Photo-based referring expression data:
======
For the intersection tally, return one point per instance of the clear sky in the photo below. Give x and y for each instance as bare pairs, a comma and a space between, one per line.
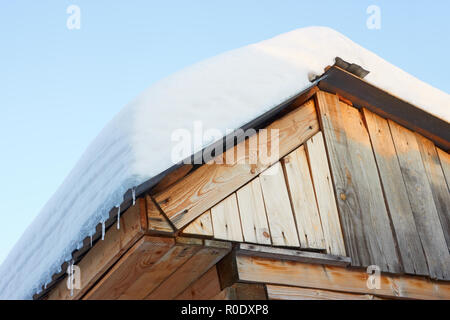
59, 87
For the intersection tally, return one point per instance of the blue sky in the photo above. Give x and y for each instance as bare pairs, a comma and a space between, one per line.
59, 87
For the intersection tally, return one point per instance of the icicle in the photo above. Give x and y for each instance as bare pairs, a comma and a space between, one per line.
71, 277
118, 218
103, 230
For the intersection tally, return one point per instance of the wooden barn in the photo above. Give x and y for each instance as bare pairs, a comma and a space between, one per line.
362, 180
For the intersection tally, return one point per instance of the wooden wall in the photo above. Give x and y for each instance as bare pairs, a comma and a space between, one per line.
347, 183
362, 186
392, 193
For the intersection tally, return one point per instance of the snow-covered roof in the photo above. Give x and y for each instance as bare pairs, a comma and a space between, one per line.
224, 92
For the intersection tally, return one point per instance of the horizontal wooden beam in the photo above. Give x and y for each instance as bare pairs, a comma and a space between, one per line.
297, 293
185, 200
197, 265
291, 255
363, 94
139, 259
289, 273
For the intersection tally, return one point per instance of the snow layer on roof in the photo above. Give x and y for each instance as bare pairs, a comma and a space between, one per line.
223, 92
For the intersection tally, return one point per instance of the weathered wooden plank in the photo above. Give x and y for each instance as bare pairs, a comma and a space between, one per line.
297, 293
438, 184
326, 201
383, 103
361, 203
270, 271
226, 221
422, 202
104, 253
396, 195
140, 258
201, 226
303, 199
444, 157
292, 255
242, 291
206, 287
187, 199
253, 213
156, 220
279, 213
188, 273
172, 177
152, 277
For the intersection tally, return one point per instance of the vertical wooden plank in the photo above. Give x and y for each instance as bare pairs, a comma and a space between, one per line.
201, 226
396, 196
444, 157
437, 182
166, 266
188, 273
253, 213
361, 203
323, 186
303, 199
422, 202
206, 287
225, 219
188, 198
281, 219
139, 259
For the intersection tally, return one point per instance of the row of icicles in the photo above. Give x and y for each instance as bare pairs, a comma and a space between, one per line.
70, 267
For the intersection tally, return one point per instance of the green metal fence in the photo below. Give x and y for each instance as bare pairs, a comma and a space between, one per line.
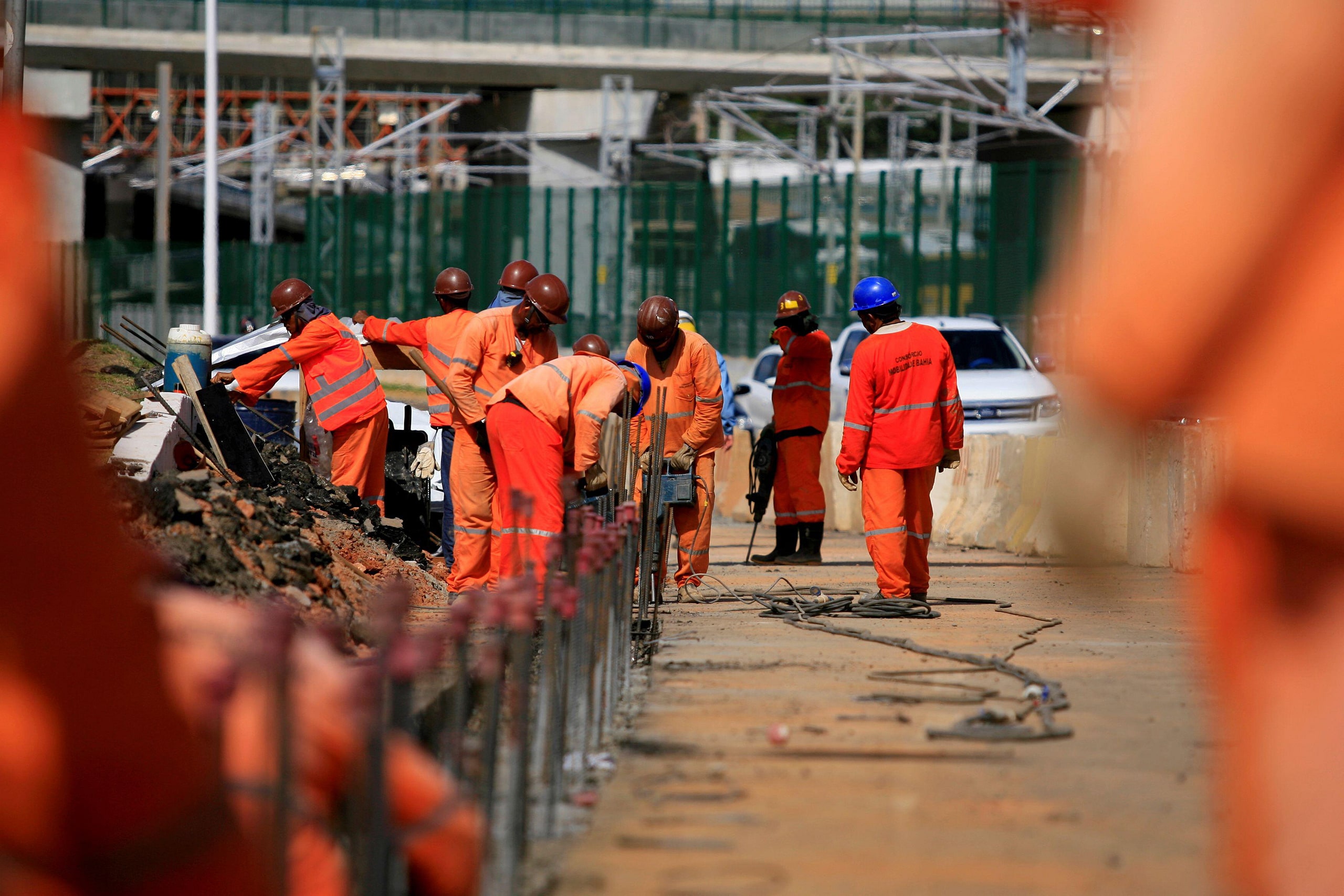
958, 241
======
Goal of the exercise: The line that contains "of the vertical" begins the range and the last line of the entries ends it; print that range exactly, without pictures.

Completed exercise:
For the intersection tally, return one point per instance of the vertical wooden plank in the photo above. Give x and y for each instance as bare pairs, a comma and a space between, one per line.
201, 226
396, 196
444, 157
437, 182
166, 266
188, 273
253, 213
361, 203
323, 186
303, 199
422, 202
206, 287
225, 219
188, 198
281, 219
139, 259
For the intersection tally, return one point per instance of the row of icicles in the photo above. Give x and y for each instance as bare pairs, a comma and a space between, one per line.
70, 267
For the intersection tally, return one point per instance of the green metal fence in the photo below. Give x and y for each instance as bare pairs, a comma and a space between, one per line.
958, 241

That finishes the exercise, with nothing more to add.